[[ Provided text open ]]

Soon, as the sessions continue, this changes and the sessions become informal friendly chats. There is never any suggestion of confronting bad personal traits and habits or gaining insight into why the patient might be failing in life and upsetting everyone around them. On the contrary, the sessions focus on positive self-regard and affirmation. “Don’t think negatively about yourself’, “Don’t run yourself down”, “You’re a great person and you deserve love” and with this, the whole point of the therapy is lost.

It is not about change, it is about confirming in the eyes of the patient that whatever the world might think, they are great.

This is the basis of positive psychology. It is the pathway to narcissism and its mantra is: love yourself. Through this, the psychologist traps the patient into a relationship that continues indefinitely. The patient tells themselves that there is an intelligent person I can confide in who understands me and who above all, realizes that I am worthwhile and do not need to change.

It should be added that the therapist goes one step further, violating all the tenets of most schools of psychology even psychoanalysis; they begin to confide in the patient. They fuse the bond by talking about their children and their children’s problems, or why they divorced, or how they were sexually abused and dealt with it.

[[ Provided text closed ]]
[[ Data open ]]

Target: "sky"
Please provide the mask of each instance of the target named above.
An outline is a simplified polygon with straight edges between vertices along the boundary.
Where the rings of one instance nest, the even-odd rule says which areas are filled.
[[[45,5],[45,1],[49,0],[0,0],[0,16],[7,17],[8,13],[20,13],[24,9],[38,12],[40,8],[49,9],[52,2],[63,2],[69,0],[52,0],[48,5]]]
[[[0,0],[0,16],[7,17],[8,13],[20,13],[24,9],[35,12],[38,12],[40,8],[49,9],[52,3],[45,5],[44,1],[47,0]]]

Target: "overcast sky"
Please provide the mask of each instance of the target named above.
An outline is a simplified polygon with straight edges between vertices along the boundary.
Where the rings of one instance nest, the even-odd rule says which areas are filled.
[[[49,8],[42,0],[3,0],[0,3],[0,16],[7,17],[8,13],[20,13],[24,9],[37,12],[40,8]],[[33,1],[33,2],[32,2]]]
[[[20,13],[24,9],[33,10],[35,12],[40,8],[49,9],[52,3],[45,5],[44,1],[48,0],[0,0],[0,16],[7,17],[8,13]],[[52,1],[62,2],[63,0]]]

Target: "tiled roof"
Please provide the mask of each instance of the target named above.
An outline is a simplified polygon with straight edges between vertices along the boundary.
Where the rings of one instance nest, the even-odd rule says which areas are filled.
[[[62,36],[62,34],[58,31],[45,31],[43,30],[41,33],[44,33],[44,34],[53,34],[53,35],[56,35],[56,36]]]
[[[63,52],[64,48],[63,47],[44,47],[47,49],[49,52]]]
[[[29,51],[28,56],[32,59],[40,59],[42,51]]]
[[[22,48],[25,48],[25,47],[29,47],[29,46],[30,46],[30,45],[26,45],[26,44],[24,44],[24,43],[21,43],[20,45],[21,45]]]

[[ Data closed ]]

Prompt 1:
Summarize the text about therapy sessions in three sentences.
Prompt 2:
Set down everything in the text about therapy sessions from "This is the" down to "need to change.", word for word.
The records are separate from the text about therapy sessions.

Answer 1:
As the sessions go on, they turn into informal friendly chats that focus on positive self-regard and affirmation rather than on confronting the patient's bad traits and habits, and the point of the therapy is lost. This approach, the basis of positive psychology, confirms that the patient is great and need not change, which leads to narcissism and traps the patient in a relationship that continues indefinitely. The therapist goes further by confiding in the patient about personal matters such as their children, a divorce, or sexual abuse.

Answer 2:
This is the basis of positive psychology. It is the pathway to narcissism and its mantra is: love yourself. Through this, the psychologist traps the patient into a relationship that continues indefinitely. The patient tells themselves that there is an intelligent person I can confide in who understands me and who above all, realizes that I am worthwhile and do not need to change.